### Exercise
Work out the number of lines below containing the word "background" and give nothing besides it.

┏━━

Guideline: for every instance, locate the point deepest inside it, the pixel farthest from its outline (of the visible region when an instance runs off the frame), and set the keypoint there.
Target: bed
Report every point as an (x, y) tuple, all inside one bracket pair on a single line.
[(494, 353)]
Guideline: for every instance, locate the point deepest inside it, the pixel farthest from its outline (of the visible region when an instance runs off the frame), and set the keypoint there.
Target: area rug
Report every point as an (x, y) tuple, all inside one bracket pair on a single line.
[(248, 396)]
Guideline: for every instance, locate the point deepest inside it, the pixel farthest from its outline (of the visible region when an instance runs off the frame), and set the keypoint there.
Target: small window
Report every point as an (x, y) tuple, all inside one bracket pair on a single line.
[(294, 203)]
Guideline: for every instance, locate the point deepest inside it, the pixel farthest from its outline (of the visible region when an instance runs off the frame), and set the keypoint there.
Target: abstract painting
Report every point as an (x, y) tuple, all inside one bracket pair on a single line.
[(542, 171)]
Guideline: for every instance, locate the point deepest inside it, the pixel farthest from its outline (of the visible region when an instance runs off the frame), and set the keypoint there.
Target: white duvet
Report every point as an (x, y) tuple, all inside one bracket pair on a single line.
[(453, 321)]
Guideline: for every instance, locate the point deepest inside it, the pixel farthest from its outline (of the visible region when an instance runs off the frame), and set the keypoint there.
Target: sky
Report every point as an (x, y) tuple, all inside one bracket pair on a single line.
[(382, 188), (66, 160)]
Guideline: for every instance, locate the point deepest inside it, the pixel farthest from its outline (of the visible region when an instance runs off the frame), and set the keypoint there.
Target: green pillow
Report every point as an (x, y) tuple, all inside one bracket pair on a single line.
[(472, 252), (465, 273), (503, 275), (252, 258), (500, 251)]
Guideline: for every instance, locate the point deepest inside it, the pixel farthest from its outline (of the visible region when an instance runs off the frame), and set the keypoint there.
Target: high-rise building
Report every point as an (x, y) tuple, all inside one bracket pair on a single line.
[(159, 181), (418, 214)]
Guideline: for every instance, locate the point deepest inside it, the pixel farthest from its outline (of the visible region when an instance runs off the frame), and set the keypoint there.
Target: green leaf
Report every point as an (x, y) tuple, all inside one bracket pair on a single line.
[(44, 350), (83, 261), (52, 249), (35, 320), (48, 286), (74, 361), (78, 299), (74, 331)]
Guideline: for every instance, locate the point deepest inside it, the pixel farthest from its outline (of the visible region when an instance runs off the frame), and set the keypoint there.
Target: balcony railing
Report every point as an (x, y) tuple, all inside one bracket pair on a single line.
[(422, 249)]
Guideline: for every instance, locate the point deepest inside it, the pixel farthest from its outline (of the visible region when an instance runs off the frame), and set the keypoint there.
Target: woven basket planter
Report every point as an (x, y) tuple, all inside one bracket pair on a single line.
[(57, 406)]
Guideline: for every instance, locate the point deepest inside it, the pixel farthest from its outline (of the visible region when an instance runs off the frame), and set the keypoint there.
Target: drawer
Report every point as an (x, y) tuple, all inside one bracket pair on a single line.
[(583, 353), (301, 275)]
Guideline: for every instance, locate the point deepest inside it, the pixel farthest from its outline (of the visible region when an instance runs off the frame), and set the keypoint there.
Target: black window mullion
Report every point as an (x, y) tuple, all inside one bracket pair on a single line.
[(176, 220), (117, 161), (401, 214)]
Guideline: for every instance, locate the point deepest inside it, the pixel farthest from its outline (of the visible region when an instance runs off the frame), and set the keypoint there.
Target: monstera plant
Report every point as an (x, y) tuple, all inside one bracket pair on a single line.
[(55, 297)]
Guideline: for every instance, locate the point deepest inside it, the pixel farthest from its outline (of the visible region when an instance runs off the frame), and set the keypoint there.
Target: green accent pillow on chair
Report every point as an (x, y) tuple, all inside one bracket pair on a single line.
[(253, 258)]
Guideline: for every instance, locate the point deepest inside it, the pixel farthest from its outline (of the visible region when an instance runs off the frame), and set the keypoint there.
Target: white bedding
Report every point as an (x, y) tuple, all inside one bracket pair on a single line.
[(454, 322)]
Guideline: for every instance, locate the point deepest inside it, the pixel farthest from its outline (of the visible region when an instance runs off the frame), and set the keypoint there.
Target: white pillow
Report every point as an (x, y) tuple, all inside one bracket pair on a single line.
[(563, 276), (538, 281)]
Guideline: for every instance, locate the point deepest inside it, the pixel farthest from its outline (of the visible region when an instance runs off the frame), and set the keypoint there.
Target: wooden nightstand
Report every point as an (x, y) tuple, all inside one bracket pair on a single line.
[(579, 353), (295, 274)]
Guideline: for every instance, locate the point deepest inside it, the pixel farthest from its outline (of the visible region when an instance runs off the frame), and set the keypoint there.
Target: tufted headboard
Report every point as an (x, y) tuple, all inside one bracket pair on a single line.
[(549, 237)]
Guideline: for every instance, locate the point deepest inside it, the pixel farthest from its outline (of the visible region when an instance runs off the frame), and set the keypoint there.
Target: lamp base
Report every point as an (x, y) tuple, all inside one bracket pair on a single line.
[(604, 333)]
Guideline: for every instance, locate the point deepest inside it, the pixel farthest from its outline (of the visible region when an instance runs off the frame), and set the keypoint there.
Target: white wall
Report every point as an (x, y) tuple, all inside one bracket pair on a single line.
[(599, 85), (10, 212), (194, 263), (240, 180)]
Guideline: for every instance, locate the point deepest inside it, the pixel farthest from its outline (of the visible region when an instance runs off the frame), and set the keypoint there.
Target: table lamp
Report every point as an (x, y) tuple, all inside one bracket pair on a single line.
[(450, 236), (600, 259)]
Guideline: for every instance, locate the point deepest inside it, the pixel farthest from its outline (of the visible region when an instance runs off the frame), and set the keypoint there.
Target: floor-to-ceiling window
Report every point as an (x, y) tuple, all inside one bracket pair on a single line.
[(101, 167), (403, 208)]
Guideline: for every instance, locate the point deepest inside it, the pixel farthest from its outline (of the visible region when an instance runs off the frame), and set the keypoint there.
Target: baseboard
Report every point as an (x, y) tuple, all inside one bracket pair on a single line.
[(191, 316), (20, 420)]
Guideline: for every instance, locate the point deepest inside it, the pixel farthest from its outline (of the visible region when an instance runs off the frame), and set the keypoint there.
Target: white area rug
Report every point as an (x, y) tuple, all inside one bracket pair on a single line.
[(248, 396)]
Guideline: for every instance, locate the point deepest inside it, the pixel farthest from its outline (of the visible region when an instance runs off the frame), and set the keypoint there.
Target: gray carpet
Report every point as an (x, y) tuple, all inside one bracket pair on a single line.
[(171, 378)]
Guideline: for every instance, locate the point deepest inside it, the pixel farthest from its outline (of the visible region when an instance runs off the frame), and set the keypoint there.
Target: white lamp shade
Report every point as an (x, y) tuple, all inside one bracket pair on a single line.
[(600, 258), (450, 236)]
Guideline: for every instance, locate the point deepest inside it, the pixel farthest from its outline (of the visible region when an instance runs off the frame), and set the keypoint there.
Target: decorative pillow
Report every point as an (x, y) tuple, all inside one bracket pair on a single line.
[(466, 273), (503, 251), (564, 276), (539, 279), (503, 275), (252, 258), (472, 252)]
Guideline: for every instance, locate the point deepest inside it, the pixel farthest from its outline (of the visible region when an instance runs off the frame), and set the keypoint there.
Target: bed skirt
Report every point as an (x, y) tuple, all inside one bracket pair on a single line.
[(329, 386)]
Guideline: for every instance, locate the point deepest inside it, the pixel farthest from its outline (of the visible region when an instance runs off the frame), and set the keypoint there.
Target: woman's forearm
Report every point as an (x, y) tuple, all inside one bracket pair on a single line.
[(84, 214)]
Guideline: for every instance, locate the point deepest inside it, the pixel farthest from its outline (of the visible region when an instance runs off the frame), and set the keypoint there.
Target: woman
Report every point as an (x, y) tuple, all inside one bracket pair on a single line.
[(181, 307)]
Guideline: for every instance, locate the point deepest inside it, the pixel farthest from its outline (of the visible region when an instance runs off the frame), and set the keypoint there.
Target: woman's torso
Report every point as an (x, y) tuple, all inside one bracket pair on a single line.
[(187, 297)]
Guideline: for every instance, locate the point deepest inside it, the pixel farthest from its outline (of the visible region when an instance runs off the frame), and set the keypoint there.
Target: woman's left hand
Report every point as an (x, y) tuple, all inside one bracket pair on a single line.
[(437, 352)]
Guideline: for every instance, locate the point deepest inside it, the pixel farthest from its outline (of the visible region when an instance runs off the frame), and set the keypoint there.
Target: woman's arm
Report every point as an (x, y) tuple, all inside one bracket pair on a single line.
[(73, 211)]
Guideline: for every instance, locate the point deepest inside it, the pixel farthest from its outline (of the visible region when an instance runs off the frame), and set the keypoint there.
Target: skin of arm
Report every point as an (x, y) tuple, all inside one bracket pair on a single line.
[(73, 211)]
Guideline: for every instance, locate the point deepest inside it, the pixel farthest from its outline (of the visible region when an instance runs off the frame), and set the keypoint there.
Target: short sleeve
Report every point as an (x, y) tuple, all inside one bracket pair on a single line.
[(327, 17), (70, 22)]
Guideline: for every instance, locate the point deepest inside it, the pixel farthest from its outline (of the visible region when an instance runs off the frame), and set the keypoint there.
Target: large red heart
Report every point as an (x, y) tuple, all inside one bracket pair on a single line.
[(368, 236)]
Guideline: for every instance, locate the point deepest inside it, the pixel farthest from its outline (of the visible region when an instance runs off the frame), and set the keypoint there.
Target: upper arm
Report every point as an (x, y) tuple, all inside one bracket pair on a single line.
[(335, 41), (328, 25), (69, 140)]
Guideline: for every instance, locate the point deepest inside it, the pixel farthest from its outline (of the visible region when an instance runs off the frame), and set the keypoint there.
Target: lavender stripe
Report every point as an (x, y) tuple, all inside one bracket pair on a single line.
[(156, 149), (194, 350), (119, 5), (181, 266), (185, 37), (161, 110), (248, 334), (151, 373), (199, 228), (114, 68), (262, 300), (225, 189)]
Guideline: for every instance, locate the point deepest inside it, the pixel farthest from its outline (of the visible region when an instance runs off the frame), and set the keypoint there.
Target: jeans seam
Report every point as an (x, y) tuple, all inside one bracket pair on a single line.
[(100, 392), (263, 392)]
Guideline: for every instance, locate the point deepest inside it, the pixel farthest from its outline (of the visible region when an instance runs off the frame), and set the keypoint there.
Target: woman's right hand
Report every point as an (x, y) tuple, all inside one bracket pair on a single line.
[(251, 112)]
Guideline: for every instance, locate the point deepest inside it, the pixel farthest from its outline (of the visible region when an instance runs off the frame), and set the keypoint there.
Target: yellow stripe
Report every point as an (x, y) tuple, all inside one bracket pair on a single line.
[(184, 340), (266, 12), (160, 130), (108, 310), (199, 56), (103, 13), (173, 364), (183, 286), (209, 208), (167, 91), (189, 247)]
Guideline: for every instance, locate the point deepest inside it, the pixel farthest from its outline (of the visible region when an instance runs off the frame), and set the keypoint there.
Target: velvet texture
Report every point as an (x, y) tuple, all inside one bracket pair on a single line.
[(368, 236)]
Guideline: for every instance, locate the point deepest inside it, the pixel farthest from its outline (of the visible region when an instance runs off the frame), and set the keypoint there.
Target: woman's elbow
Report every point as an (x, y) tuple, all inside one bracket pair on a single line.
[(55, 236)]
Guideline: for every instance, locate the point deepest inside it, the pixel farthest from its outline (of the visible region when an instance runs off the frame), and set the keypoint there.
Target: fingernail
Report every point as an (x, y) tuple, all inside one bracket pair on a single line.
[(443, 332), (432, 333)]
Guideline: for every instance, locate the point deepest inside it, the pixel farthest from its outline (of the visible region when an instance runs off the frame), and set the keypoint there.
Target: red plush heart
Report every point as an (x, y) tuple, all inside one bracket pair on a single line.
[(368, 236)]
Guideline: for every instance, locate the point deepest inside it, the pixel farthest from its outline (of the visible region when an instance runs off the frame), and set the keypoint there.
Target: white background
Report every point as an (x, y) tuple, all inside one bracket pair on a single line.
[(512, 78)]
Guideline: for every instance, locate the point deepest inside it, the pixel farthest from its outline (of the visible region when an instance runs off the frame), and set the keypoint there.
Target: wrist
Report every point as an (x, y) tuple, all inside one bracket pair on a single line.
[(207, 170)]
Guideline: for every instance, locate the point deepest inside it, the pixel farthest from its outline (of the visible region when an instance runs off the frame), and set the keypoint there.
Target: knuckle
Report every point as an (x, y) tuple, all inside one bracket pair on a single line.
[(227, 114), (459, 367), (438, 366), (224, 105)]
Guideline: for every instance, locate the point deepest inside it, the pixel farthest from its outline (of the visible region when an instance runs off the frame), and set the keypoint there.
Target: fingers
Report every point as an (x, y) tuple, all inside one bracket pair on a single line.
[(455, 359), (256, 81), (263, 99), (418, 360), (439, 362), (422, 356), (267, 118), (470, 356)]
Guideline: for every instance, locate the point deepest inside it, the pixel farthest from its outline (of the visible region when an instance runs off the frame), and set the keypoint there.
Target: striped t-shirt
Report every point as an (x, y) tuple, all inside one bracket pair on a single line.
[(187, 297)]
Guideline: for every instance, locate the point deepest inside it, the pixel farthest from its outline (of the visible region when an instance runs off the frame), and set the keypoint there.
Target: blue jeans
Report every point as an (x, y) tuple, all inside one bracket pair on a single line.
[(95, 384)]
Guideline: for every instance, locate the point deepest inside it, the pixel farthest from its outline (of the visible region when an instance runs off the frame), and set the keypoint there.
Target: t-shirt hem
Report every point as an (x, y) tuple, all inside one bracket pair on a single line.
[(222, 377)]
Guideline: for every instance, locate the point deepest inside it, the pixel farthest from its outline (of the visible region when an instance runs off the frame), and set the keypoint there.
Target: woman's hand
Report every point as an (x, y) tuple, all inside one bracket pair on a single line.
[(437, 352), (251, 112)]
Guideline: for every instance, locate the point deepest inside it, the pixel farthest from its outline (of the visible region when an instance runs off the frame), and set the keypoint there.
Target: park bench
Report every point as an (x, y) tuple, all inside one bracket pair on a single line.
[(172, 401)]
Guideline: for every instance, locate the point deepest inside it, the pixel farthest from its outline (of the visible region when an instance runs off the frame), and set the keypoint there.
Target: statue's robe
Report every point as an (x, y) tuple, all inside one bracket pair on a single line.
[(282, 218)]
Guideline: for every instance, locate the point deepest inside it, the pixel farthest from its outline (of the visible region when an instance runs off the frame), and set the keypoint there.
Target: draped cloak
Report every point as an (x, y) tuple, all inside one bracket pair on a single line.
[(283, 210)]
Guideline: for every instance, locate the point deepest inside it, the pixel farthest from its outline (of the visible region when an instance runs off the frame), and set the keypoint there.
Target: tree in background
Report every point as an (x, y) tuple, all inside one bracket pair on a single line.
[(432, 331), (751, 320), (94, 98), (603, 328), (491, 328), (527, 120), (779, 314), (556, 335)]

┗━━

### Reply to the task
2